▸ The records:
>> START
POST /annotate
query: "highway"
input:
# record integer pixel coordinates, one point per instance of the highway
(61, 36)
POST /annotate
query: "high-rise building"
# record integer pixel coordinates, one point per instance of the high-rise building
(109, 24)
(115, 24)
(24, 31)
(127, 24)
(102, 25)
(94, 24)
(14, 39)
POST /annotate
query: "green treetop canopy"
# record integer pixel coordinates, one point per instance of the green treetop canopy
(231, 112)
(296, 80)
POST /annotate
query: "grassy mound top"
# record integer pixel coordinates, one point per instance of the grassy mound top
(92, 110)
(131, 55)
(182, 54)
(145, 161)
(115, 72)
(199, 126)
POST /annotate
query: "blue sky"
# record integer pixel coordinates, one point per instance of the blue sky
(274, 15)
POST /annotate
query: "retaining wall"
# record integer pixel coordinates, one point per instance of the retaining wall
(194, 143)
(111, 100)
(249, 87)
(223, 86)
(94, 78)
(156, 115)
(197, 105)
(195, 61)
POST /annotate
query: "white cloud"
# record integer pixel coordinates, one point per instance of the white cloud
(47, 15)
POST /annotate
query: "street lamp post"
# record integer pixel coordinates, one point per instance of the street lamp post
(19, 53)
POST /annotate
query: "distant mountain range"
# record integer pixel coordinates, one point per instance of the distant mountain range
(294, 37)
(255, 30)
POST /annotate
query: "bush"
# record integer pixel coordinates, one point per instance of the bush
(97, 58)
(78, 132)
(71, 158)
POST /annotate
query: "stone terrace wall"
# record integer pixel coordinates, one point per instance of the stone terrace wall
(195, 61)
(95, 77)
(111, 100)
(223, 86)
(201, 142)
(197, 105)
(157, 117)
>> END
>> START
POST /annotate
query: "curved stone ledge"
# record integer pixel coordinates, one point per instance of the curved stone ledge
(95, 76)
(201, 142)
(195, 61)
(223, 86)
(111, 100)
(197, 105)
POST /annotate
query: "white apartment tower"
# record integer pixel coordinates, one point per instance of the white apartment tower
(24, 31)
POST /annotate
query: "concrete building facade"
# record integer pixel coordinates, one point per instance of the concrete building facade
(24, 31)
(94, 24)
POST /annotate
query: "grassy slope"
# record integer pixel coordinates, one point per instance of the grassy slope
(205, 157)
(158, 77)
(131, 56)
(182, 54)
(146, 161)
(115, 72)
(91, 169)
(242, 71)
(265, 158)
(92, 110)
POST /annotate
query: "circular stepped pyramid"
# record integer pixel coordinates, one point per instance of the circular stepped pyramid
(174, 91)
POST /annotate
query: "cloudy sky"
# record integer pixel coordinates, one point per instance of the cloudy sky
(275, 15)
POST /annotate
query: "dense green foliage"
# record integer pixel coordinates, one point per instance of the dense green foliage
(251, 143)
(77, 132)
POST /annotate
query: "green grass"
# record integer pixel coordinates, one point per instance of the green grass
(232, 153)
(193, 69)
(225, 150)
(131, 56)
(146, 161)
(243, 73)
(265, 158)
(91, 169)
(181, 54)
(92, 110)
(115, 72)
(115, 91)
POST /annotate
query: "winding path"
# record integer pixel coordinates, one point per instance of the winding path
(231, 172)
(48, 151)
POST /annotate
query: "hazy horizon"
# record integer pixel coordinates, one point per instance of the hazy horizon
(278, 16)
>> END
▸ Description of the task: Pull out each line from the rows above that contains the word "wall" and copy those lines unchanged.

▸ Reply:
query: "retaining wall"
# record integer pixel coordinates, one point per instance of the retaining wall
query: "stone terrace wall"
# record integer pixel coordinates, one point per instance of the stone terrace wall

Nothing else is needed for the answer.